Render each line of the rows below as a Markdown table with the columns Number and Line, giving every line its own number and leaving out blank lines. Keep the pictures out of the table.

- Material shown -
....................
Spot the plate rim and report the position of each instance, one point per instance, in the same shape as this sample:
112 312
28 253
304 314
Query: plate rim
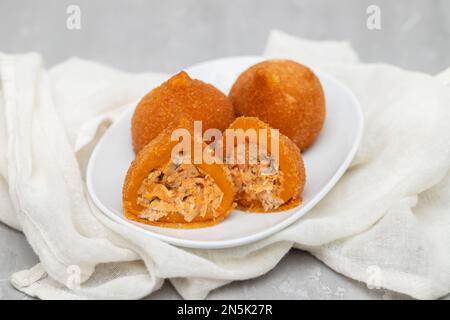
222 244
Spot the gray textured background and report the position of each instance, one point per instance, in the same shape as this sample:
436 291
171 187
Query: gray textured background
139 35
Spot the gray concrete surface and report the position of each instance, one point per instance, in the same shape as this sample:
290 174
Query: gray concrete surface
138 35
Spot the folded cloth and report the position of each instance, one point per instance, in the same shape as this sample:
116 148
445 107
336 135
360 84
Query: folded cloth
386 222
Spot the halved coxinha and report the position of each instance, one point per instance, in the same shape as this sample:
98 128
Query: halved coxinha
162 191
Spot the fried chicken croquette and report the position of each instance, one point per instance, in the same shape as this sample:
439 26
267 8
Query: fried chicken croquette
264 185
176 193
286 95
178 97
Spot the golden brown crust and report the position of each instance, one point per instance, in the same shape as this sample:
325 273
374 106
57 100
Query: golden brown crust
180 96
290 163
286 95
158 153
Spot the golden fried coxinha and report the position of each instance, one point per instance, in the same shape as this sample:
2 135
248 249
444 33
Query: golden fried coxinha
160 190
286 95
259 187
179 97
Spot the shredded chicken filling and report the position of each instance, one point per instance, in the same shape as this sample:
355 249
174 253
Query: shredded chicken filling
258 182
178 188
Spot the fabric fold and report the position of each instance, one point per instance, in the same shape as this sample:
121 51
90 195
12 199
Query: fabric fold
386 222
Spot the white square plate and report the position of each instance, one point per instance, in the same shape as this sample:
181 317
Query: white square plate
325 162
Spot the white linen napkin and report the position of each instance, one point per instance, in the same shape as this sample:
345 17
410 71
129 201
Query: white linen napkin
386 222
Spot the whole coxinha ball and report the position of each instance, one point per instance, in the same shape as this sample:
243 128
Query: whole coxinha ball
179 97
286 95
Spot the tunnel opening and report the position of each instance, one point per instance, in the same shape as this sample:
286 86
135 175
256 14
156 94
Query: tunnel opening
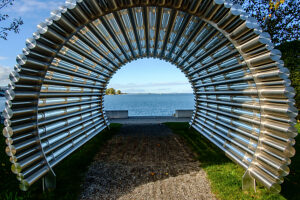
149 87
244 102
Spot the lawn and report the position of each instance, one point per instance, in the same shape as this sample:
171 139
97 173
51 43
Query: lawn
226 177
70 172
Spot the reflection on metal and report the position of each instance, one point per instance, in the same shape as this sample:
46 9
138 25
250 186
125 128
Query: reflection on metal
244 102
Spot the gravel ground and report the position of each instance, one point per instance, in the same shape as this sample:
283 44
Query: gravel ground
145 162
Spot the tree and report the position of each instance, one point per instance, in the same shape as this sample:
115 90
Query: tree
110 91
280 18
13 25
291 57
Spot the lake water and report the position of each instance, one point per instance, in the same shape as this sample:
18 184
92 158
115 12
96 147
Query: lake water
149 104
144 104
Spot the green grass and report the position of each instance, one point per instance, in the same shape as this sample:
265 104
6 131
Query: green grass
70 172
226 177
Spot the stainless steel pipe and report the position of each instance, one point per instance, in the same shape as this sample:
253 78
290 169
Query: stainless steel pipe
244 102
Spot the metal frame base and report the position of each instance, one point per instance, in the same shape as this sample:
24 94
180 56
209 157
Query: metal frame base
248 182
49 182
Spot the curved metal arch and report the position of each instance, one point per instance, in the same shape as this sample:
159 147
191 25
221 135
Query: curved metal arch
244 102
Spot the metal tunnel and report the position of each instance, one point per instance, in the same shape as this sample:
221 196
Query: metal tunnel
....................
- Answer to this task -
| Number | Line |
|---|---|
| 1 | Spot the plate rim and report the position of each instance, one point per instance, in the same shape as this sample: |
| 2 | 112 312 |
| 3 | 28 253 |
| 4 | 304 314 |
| 5 | Query: plate rim |
| 6 | 222 244 |
| 7 | Spot the gray textured background and report the position of each instance, one point per instance, in the same shape as this sample: |
| 8 | 436 291 |
| 9 | 171 187 |
| 10 | Query: gray textured background |
| 11 | 139 35 |
| 12 | Spot the gray concrete surface and report the position of each instance, one point per instance, in the same shape as this sample: |
| 13 | 290 174 |
| 14 | Query: gray concrete surface |
| 15 | 138 35 |
| 16 | Spot the folded cloth and report the position of each instance, one point per instance, in the same shape as this sample: |
| 17 | 116 148 |
| 18 | 445 107 |
| 19 | 336 135 |
| 20 | 360 84 |
| 21 | Query: folded cloth |
| 22 | 386 222 |
| 23 | Spot the halved coxinha and report the position of each instance, one point per instance, in the same shape as this sample: |
| 24 | 98 128 |
| 25 | Query: halved coxinha |
| 26 | 162 191 |
| 27 | Spot the fried chicken croquette and report the position of each instance, one point per instance, in the same shape as this sample: |
| 28 | 439 26 |
| 29 | 267 8 |
| 30 | Query: fried chicken croquette |
| 31 | 264 185 |
| 32 | 176 193 |
| 33 | 286 95 |
| 34 | 178 97 |
| 35 | Spot the golden brown crust and report the position of each instance, one point per instance, in the same shape as this sample: |
| 36 | 325 273 |
| 37 | 374 106 |
| 38 | 57 100 |
| 39 | Query: golden brown crust |
| 40 | 180 96 |
| 41 | 290 163 |
| 42 | 286 95 |
| 43 | 158 153 |
| 44 | Spot the golden fried coxinha and report the position of each instance, one point per instance, in the same shape as this sample: |
| 45 | 2 135 |
| 46 | 248 249 |
| 47 | 444 33 |
| 48 | Query: golden fried coxinha |
| 49 | 160 190 |
| 50 | 286 95 |
| 51 | 259 187 |
| 52 | 179 97 |
| 53 | Spot the shredded chicken filling and report the position of each instance, one point per instance, in the same shape as this sample: |
| 54 | 355 249 |
| 55 | 174 253 |
| 56 | Query: shredded chicken filling |
| 57 | 258 182 |
| 58 | 178 188 |
| 59 | Spot the fabric fold and report the position of each instance, one point per instance, in the same shape as this sample: |
| 60 | 121 51 |
| 61 | 90 195 |
| 62 | 12 199 |
| 63 | Query: fabric fold |
| 64 | 386 222 |
| 65 | Spot the white square plate and report the position of each instance, one point per instance, in the same shape as this sample: |
| 66 | 181 317 |
| 67 | Query: white square plate |
| 68 | 325 162 |
| 69 | Spot the white linen napkin and report the position of each instance, one point per instance, in the same shape as this sample: |
| 70 | 345 17 |
| 71 | 410 71 |
| 72 | 129 201 |
| 73 | Query: white linen napkin |
| 74 | 386 222 |
| 75 | Spot the whole coxinha ball and report the position of each instance, one point per instance, in the same shape as this sample: |
| 76 | 243 128 |
| 77 | Query: whole coxinha ball |
| 78 | 179 97 |
| 79 | 286 95 |
| 80 | Spot the tunnel opening and report the position of each instance, one point per instance, in the same shape as this sample: |
| 81 | 286 86 |
| 82 | 135 175 |
| 83 | 256 14 |
| 84 | 156 94 |
| 85 | Query: tunnel opening |
| 86 | 149 87 |
| 87 | 244 102 |
| 88 | Spot the lawn and report the position of each instance, one point per instance, in the same shape as this sample: |
| 89 | 171 139 |
| 90 | 97 173 |
| 91 | 51 43 |
| 92 | Query: lawn |
| 93 | 226 177 |
| 94 | 70 172 |
| 95 | Spot the reflection on metal and report the position of each instance, one point per instance, in the same shape as this sample: |
| 96 | 46 9 |
| 97 | 138 25 |
| 98 | 250 186 |
| 99 | 125 128 |
| 100 | Query: reflection on metal |
| 101 | 244 102 |
| 102 | Spot the gravel ground and report the position of each instance, one point per instance, in the same shape as this sample: |
| 103 | 283 44 |
| 104 | Query: gravel ground |
| 105 | 145 162 |
| 106 | Spot the tree and report the position of each instance, one point per instance, in the same shape as this sample: |
| 107 | 115 90 |
| 108 | Query: tree |
| 109 | 110 91 |
| 110 | 280 18 |
| 111 | 13 25 |
| 112 | 291 57 |
| 113 | Spot the lake water and report the position of each instance, one point per instance, in the same shape as this sample: |
| 114 | 18 184 |
| 115 | 92 158 |
| 116 | 115 12 |
| 117 | 96 147 |
| 118 | Query: lake water |
| 119 | 149 104 |
| 120 | 144 104 |
| 121 | Spot the green grass and report the position of each instance, one point per instance, in the same shape as this sample: |
| 122 | 265 104 |
| 123 | 6 131 |
| 124 | Query: green grass |
| 125 | 70 172 |
| 126 | 226 177 |
| 127 | Spot the stainless steel pipe and report the position of each instance, one point per instance, in the same shape as this sample: |
| 128 | 253 78 |
| 129 | 290 169 |
| 130 | Query: stainless steel pipe |
| 131 | 244 102 |
| 132 | Spot the metal frame base and report the position of each instance, one point per instance, in the same shape as this sample: |
| 133 | 24 94 |
| 134 | 180 56 |
| 135 | 209 157 |
| 136 | Query: metal frame base |
| 137 | 248 182 |
| 138 | 49 182 |
| 139 | Spot the curved metal arch and report the position of each instance, one point per instance, in the same shape as this sample: |
| 140 | 159 147 |
| 141 | 191 25 |
| 142 | 221 135 |
| 143 | Query: curved metal arch |
| 144 | 244 102 |
| 145 | Spot the metal tunnel and report the position of each instance, one point per instance, in the same shape as this sample: |
| 146 | 221 196 |
| 147 | Query: metal tunnel |